== Segment start ==

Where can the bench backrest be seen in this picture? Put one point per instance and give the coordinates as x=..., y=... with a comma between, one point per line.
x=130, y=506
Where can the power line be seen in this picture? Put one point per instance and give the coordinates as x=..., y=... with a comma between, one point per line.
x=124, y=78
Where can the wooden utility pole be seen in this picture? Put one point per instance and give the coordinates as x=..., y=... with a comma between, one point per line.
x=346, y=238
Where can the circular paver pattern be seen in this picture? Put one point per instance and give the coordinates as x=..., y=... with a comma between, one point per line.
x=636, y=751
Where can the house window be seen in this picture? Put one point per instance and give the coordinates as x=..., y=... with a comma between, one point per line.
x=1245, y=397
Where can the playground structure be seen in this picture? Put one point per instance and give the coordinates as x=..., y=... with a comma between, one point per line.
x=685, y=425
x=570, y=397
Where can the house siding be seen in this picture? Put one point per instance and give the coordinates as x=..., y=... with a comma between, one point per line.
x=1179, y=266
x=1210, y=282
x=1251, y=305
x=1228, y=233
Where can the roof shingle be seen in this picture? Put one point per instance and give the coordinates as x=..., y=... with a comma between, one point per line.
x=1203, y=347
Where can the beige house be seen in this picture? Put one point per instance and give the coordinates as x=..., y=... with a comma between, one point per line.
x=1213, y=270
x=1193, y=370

== Segment end ==

Your assignment -> Copy all data exactly, start to finish.

Answer to this task ->
Where can the bench backrest be seen in this picture? Put one point per instance and give the coordinates as x=..., y=... with a comma between, one point per line.
x=130, y=506
Where can the power line be seen in this picture? Put one point per instance and give the coordinates as x=..., y=... with a comma between, one point per line.
x=124, y=78
Where can the wooden utility pole be seen in this picture? Put one point per instance and give the coordinates as x=..., y=... with a comma between, one point per line.
x=346, y=238
Where can the circular paver pattern be seen in this picture? Put one point per instance and give the coordinates as x=..., y=... with a comma between, one point per line.
x=636, y=751
Where can the house window be seen in this picture? Put one point per instance and give the coordinates as x=..., y=... with a comma between, one point per line.
x=1245, y=397
Where can the playground structure be seen in this picture? Put one point per instance and give the coordinates as x=..., y=... with a comma between, one point per line.
x=685, y=425
x=570, y=397
Where can the house siding be seen in this picture? Put one point per instance and give the coordinates as x=..., y=... with a comma between, one point per line.
x=1179, y=266
x=1210, y=282
x=1251, y=305
x=1228, y=233
Where can the roof shingle be seen in this picture? Put one point per instance and give the coordinates as x=..., y=... with a comma between, one point per line.
x=1203, y=347
Where can the beige house be seen in this picture? Put one point per instance and give the coordinates as x=..., y=... with a comma between, one point per line.
x=1213, y=270
x=1193, y=370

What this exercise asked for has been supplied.